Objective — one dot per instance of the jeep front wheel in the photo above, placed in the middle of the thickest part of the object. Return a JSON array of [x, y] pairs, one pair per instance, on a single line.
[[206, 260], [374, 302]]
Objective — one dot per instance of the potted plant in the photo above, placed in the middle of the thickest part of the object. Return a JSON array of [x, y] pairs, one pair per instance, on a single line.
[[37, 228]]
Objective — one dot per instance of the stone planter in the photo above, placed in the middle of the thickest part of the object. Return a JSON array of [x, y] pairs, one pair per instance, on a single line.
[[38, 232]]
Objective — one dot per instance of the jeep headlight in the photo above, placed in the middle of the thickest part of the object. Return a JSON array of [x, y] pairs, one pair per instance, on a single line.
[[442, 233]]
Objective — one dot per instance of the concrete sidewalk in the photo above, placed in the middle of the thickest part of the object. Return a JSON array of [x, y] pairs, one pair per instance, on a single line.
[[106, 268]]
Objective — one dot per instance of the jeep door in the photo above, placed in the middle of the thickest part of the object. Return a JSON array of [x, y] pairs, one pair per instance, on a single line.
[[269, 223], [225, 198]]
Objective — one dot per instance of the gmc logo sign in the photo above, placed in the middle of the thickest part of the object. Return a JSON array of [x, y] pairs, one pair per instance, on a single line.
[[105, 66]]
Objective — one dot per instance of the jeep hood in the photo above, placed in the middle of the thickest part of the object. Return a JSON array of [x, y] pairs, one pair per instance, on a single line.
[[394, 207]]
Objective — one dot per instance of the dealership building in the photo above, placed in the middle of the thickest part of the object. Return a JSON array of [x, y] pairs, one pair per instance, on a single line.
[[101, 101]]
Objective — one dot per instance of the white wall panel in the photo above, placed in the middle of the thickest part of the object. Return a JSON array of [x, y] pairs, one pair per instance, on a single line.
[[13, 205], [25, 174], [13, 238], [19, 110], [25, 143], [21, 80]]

____

WHAT THE TASK ASKS -
Copy, word for word, the line that contains "Objective — one dot per instance of the white" and every line after it through the end of the records, and nothing else.

THE COMPLETED TASK -
Objective — one dot per instance of the white wall panel in the photo above, placed in the middle of the thickest part of the object. Return a JSON array of [x, y] pairs, one pair per instance, on a single line.
[[13, 205], [25, 174], [13, 238], [19, 110], [25, 143], [21, 80]]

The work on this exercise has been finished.